▸ **Directions for this task**
Begin at the line below that contains "Target: tile floor". Repeat it and all remaining lines of the records exactly.
Segment Start: Data shown
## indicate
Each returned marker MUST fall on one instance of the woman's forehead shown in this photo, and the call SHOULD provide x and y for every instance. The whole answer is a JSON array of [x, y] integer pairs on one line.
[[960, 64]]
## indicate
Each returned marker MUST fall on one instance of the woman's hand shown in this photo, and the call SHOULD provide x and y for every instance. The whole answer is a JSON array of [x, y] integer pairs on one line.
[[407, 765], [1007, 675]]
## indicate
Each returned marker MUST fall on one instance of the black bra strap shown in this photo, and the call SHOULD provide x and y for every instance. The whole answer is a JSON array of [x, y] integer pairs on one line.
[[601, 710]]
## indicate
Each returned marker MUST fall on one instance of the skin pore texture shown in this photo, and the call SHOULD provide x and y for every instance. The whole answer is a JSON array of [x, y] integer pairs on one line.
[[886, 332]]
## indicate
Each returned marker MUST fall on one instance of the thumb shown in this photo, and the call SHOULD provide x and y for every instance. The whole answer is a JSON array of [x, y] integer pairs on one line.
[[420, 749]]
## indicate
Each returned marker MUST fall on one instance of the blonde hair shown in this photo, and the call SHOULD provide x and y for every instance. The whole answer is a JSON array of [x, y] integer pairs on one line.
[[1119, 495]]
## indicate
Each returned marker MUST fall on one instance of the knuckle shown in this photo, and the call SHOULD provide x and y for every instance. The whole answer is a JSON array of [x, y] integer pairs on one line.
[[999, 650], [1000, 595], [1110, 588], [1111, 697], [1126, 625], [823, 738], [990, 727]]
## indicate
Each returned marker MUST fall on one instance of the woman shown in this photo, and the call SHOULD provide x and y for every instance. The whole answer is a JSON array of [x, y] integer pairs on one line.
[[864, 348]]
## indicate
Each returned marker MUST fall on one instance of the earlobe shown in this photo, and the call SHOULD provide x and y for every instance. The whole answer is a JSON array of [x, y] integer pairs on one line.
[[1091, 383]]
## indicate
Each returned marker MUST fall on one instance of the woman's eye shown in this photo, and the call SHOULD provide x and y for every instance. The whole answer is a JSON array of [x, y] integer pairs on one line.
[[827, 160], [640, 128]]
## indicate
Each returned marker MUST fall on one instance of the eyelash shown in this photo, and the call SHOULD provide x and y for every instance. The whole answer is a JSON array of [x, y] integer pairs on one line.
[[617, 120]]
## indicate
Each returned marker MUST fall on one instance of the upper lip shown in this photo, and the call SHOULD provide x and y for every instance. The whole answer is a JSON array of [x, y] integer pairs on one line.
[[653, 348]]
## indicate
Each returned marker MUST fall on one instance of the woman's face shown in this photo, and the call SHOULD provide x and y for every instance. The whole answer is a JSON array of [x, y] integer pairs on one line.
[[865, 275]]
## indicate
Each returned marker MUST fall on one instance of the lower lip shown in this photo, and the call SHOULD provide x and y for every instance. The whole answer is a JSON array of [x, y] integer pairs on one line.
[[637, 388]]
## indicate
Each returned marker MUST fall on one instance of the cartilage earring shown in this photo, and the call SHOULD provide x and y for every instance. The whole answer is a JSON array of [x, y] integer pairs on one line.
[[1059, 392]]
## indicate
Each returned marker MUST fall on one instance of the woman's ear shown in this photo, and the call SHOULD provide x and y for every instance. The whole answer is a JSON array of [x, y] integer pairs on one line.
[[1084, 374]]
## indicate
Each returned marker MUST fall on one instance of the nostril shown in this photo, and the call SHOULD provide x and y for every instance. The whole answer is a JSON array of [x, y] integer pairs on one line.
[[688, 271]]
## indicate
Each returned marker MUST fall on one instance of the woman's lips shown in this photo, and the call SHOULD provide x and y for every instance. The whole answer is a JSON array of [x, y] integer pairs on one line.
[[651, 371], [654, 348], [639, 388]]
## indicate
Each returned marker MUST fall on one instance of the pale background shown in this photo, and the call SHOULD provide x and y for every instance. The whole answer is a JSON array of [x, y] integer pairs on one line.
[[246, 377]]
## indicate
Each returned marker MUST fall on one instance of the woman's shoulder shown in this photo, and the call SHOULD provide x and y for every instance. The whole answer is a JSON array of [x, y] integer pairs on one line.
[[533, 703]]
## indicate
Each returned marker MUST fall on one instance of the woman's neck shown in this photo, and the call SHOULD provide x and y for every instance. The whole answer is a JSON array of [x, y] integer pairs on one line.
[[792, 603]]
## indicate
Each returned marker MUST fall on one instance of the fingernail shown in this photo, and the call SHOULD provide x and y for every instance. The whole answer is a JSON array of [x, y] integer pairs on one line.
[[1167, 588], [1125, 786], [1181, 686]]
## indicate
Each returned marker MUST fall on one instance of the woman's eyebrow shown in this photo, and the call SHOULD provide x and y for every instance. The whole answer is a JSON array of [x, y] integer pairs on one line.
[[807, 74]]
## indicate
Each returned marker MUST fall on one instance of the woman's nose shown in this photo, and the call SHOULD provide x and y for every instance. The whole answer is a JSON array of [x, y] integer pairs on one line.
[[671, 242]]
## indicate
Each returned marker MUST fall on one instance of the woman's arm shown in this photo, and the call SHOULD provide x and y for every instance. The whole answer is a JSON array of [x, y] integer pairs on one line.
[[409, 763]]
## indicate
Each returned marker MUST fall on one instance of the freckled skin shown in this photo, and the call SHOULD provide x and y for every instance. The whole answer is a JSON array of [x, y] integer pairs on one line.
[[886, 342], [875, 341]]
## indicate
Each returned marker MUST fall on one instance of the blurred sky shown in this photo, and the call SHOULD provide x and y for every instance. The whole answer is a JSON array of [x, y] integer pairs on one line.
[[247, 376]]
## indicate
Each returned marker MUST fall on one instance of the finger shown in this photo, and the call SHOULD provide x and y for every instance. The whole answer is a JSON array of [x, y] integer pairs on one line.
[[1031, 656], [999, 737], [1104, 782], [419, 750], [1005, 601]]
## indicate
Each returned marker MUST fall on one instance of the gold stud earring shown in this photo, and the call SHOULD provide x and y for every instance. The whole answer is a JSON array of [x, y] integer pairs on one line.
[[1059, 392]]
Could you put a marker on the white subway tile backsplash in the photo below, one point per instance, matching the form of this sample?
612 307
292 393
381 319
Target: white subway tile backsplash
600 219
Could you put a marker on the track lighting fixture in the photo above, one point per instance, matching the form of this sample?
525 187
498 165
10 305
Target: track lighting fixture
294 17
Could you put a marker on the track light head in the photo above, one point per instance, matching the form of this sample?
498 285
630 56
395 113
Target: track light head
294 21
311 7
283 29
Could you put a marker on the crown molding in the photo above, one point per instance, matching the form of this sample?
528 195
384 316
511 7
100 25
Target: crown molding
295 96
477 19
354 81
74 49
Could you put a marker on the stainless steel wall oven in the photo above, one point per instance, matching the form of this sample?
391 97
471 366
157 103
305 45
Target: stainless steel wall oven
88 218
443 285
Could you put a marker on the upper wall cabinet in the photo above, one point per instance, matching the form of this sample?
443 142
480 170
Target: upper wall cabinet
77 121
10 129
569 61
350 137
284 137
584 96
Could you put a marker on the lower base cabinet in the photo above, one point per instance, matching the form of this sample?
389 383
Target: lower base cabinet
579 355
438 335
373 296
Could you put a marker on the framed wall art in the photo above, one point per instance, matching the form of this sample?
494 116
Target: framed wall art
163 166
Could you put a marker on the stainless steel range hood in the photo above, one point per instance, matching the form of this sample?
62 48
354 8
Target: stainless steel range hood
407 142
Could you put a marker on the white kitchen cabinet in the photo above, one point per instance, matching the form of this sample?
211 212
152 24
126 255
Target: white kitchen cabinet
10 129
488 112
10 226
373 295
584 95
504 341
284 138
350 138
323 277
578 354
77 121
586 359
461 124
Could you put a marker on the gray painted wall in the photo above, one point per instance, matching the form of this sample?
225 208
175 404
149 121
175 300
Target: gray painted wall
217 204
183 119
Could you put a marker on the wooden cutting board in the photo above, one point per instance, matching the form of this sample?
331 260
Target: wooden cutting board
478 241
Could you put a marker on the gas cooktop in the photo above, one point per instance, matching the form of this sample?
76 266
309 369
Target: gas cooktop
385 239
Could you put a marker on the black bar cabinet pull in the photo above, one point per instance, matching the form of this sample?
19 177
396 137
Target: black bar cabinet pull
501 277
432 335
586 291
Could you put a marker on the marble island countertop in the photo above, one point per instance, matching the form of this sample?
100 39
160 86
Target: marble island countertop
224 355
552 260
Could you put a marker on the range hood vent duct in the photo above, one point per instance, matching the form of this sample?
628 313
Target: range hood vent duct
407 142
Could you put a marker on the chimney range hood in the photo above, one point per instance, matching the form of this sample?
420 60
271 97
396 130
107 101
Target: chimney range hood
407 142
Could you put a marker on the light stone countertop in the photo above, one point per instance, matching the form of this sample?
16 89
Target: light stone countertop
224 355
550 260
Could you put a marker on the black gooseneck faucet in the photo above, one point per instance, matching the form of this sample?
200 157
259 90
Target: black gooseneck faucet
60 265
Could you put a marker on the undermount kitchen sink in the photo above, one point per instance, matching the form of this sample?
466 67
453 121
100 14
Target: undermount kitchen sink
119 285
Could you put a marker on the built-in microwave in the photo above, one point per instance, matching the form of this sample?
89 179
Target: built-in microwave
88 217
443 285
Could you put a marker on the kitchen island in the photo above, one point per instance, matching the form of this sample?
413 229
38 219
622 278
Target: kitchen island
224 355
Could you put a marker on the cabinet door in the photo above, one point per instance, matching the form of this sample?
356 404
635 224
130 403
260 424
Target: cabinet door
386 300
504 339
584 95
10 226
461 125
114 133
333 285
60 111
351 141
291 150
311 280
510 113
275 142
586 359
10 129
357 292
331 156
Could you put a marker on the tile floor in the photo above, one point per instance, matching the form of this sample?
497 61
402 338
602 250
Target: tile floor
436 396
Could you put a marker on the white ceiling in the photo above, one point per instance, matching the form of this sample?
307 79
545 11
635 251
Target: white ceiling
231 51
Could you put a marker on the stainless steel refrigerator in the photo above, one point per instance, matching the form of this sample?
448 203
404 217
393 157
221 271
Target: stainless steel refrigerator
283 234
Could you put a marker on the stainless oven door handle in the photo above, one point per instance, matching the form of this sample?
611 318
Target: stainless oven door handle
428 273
Segment End: Data shown
▸ **Exercise result**
Target: tile floor
436 396
Could you put a marker on the white ceiling in the photo above, one point per instance, matching the form of this sample?
307 79
545 11
635 251
Target: white ceiling
231 51
Could you put a marker on the stainless steel refrigerator in the photo above, one point per instance, matching the form of this sample?
448 203
404 217
393 157
221 271
Target: stainless steel refrigerator
283 234
Could you put a marker on the stainless oven door handle in the photo above, one point per instance, matching the form of this sample?
611 318
Target: stainless oven door handle
428 273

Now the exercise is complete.